*EXERCISE BRIEF:*
Reproduce the rows below word for word, leaving out the pictures.

*INPUT RECORDS:*
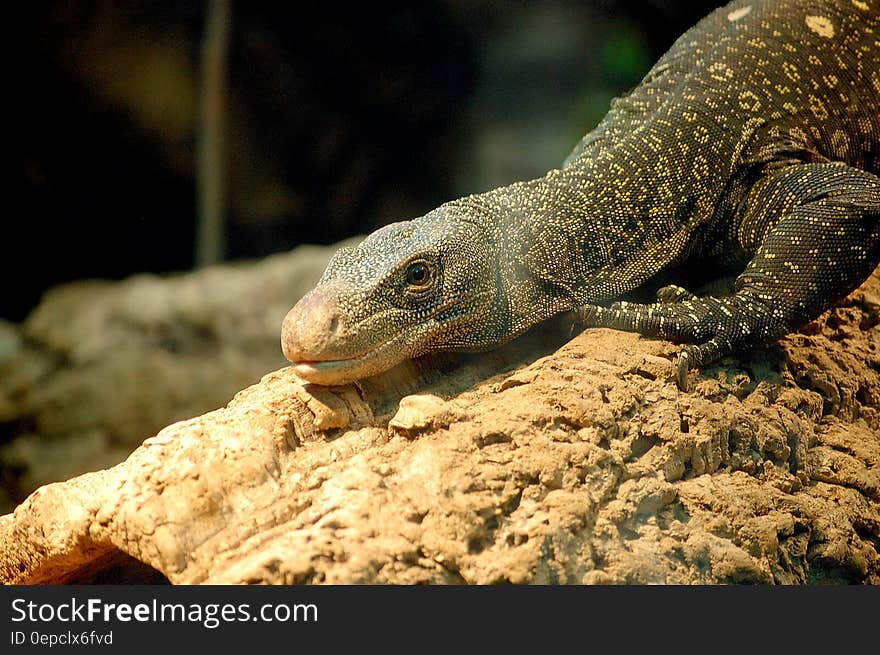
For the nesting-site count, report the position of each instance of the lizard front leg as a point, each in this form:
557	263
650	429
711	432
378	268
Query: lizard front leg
817	232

*RESPONSE TO THE TASK:*
For the nesting-site count, report the position of each instance of the lizard front leg as a point, each in this form:
557	263
650	429
711	432
378	268
Query: lizard front leg
817	232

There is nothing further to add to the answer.